What the exercise asks
Set the following entries down again exactly, line by line.

+ + +

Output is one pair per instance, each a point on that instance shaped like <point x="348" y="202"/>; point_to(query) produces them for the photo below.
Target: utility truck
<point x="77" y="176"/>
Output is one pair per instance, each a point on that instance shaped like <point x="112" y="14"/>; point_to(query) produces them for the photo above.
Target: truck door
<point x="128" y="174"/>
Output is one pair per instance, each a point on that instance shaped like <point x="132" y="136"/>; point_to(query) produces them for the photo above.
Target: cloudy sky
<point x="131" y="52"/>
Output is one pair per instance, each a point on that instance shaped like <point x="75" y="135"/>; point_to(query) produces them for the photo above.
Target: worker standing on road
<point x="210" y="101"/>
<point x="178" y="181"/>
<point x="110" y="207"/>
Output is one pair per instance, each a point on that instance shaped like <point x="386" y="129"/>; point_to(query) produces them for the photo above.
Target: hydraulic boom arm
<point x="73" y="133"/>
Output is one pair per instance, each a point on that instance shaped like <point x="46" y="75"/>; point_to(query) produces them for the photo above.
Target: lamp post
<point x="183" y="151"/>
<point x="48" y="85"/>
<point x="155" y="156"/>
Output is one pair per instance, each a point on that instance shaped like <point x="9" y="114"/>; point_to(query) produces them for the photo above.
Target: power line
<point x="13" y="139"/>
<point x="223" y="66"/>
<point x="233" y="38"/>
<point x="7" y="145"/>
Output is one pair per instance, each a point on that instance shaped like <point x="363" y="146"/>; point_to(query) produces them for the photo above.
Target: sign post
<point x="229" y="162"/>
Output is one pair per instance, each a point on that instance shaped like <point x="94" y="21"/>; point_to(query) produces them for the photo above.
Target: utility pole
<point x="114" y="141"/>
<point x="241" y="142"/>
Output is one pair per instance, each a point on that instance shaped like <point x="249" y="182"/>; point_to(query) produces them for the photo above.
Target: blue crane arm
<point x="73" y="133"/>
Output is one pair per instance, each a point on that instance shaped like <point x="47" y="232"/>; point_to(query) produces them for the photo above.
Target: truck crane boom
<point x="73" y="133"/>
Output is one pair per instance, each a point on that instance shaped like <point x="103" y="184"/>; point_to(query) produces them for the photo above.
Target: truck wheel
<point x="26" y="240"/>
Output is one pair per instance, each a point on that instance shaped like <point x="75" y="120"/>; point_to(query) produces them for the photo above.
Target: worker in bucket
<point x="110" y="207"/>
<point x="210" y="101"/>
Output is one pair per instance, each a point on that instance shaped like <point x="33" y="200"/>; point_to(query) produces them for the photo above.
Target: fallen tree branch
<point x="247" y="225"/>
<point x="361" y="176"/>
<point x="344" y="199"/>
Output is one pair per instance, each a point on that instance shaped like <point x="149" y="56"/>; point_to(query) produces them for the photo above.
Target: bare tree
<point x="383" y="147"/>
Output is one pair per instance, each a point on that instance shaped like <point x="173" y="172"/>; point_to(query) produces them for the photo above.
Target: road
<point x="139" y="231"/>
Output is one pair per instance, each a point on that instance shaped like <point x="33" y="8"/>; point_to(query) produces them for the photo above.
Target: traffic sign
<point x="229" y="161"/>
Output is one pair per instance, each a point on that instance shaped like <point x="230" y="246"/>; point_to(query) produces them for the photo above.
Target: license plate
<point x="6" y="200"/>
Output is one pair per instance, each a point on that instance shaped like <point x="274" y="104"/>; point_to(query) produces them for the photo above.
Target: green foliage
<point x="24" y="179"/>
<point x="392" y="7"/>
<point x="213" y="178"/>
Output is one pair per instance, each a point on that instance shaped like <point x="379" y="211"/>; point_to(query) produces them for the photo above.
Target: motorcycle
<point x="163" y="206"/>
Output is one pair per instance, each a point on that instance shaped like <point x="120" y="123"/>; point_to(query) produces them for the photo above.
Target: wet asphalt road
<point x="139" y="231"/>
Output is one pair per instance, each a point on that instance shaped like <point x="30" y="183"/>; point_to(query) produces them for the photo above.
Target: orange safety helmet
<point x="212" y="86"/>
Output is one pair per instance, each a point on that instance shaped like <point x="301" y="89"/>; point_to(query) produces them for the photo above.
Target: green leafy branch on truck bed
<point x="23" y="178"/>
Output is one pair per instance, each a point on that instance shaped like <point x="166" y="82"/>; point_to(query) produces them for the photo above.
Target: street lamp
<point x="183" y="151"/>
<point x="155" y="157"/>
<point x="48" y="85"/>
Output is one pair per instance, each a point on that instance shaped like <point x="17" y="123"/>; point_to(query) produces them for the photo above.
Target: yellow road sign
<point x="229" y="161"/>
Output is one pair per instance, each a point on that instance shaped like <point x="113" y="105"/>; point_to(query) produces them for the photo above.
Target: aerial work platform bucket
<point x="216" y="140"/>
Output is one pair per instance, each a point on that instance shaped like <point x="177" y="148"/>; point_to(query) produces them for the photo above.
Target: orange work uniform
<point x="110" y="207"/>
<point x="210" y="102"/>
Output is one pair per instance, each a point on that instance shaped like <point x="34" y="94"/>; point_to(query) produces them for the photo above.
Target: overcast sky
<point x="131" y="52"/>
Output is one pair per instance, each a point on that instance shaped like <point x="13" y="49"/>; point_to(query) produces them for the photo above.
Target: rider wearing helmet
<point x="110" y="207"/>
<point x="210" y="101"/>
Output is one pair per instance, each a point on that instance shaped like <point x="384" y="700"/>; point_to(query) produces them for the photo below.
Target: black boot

+ + +

Result below
Output is one pair per instance, each a point on that instance shaped like <point x="348" y="202"/>; point_to(query) produces them for the photo below.
Target: utility truck
<point x="77" y="176"/>
Output is one pair per instance, each a point on that instance shaped like <point x="112" y="14"/>; point_to(query) produces them for the photo above.
Target: truck door
<point x="128" y="174"/>
Output is one pair per instance, each a point on that instance shaped like <point x="132" y="136"/>; point_to(query) produces them for the photo above.
Target: cloudy sky
<point x="131" y="52"/>
Output is one pair per instance, each a point on that instance shaped like <point x="75" y="135"/>; point_to(query) produces them for the photo above.
Target: worker standing on road
<point x="210" y="101"/>
<point x="178" y="181"/>
<point x="110" y="207"/>
Output is one pair per instance, each a point on that instance shaped like <point x="386" y="129"/>; point_to(query) produces them for the photo above.
Target: hydraulic boom arm
<point x="73" y="133"/>
Output is one pair per instance, each a point on that instance shaped like <point x="46" y="75"/>; point_to(query) produces them for the photo above.
Target: lamp post
<point x="183" y="151"/>
<point x="48" y="85"/>
<point x="155" y="156"/>
Output is one pair per instance, each a point on that instance shaped like <point x="9" y="114"/>; point_to(query) produces them for the photo above.
Target: power line
<point x="13" y="139"/>
<point x="223" y="66"/>
<point x="233" y="38"/>
<point x="7" y="145"/>
Output is one pair per instance, each a point on that instance shaped like <point x="363" y="146"/>; point_to(query) produces them for the photo above.
Target: sign post
<point x="229" y="162"/>
Output is one pair per instance, each a point on that instance shaped like <point x="94" y="21"/>; point_to(query) produces them for the photo above.
Target: utility pole
<point x="114" y="141"/>
<point x="241" y="142"/>
Output is one pair per instance, each a point on that instance shaped like <point x="249" y="182"/>; point_to(query) produces them for the photo above.
Target: blue crane arm
<point x="73" y="133"/>
Output is one pair per instance, each a point on that instance shaped like <point x="47" y="232"/>; point_to(query) produces them for the photo above.
Target: truck crane boom
<point x="73" y="133"/>
Output is one pair per instance, each a point on that instance shaped like <point x="103" y="184"/>; point_to(query) produces them for the photo above.
Target: truck wheel
<point x="26" y="240"/>
Output is one pair per instance, each a point on that instance shaped like <point x="75" y="120"/>; point_to(query) produces them for the photo above.
Target: worker in bucket
<point x="110" y="207"/>
<point x="210" y="101"/>
Output is one pair per instance, each a point on that instance shaped like <point x="33" y="200"/>; point_to(query) produces them for the photo above.
Target: fallen tree branch
<point x="247" y="225"/>
<point x="361" y="176"/>
<point x="344" y="199"/>
Output is one pair per instance, each a point on that instance shaped like <point x="149" y="56"/>; point_to(query) produces them for the photo above.
Target: bare tree
<point x="383" y="147"/>
Output is one pair per instance, each a point on that instance shaped like <point x="173" y="172"/>; point_to(query) produces them for the photo above.
Target: road
<point x="139" y="231"/>
Output is one pair per instance, each a point on that instance shaped like <point x="33" y="8"/>; point_to(query) produces them for the photo above.
Target: traffic sign
<point x="229" y="161"/>
Output is one pair per instance, each a point on that instance shaped like <point x="230" y="246"/>; point_to(query) produces them for the photo above.
Target: license plate
<point x="6" y="200"/>
Output is one pair per instance, each a point on that instance shaped like <point x="274" y="104"/>; point_to(query) produces them for the photo above.
Target: green foliage
<point x="24" y="179"/>
<point x="392" y="7"/>
<point x="213" y="178"/>
Output is one pair per instance, each a point on that instance shaped like <point x="379" y="211"/>; point_to(query) produces them for the photo above.
Target: motorcycle
<point x="163" y="206"/>
Output is one pair per instance, each a point on that instance shaped like <point x="120" y="123"/>; point_to(query) produces them for the photo above.
Target: wet asphalt road
<point x="139" y="231"/>
Output is one pair per instance, each a point on that instance shaped like <point x="30" y="183"/>; point_to(query) produces them for the photo above.
Target: orange safety helmet
<point x="212" y="86"/>
Output is one pair per instance, each a point on that instance shaped like <point x="301" y="89"/>; point_to(query) produces them for the photo above.
Target: green leafy branch on truck bed
<point x="23" y="178"/>
Output is one pair per instance, each a point on that instance shaped like <point x="166" y="82"/>; point_to(query) produces them for the photo above.
Target: street lamp
<point x="183" y="151"/>
<point x="155" y="157"/>
<point x="48" y="85"/>
Output is one pair per instance, each a point on that instance shaped like <point x="17" y="123"/>; point_to(query) produces them for the photo above.
Target: yellow road sign
<point x="229" y="161"/>
Output is one pair per instance, each a point on that instance shaped like <point x="113" y="105"/>; point_to(query) produces them for the photo above.
Target: aerial work platform bucket
<point x="216" y="140"/>
Output is one pair per instance, each a point on that instance shaped like <point x="177" y="148"/>; point_to(query) produces them for the photo above.
Target: orange work uniform
<point x="110" y="207"/>
<point x="210" y="102"/>
Output is one pair per instance, each a point on that instance shaped like <point x="34" y="94"/>; point_to(query) produces them for the photo above.
Target: overcast sky
<point x="131" y="52"/>
Output is one pair per instance, each a point on that instance shaped like <point x="13" y="49"/>; point_to(query) produces them for the photo above.
Target: rider wearing helmet
<point x="110" y="207"/>
<point x="210" y="101"/>
Output is one pair per instance, each a point on that instance shaped like <point x="384" y="700"/>; point_to(query) produces them for the photo below.
Target: black boot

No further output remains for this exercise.